• What the exercise asks: The answer is a number and only a number: how many lines of the data include the string "dirt"?

--- --- ---

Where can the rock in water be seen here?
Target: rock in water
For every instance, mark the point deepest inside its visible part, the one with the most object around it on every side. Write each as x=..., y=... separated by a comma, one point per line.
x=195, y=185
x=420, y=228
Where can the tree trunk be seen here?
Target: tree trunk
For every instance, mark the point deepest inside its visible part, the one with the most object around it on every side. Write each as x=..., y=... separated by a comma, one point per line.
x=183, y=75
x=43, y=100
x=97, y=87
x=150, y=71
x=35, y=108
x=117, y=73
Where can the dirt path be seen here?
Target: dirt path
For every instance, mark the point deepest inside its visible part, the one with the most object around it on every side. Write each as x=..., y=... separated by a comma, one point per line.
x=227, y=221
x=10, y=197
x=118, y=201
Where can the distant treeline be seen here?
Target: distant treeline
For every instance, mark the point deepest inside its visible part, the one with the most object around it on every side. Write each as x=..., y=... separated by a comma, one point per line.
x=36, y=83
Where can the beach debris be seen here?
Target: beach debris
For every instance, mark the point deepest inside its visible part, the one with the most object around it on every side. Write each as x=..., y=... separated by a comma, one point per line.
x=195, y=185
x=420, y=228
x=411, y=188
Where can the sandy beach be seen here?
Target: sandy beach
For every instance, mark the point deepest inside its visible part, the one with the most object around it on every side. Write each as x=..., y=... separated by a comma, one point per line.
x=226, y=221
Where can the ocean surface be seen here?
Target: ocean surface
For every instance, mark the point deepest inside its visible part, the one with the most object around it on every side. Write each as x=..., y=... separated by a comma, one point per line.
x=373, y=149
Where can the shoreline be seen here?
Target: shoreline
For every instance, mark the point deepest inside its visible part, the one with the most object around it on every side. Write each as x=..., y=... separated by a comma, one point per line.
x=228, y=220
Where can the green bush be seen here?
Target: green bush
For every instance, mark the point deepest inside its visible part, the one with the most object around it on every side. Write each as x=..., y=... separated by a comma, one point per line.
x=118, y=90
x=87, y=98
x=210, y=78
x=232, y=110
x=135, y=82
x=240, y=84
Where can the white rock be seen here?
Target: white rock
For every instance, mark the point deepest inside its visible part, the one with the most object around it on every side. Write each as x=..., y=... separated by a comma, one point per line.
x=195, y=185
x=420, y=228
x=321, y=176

--- --- ---

• Solution to this problem: 2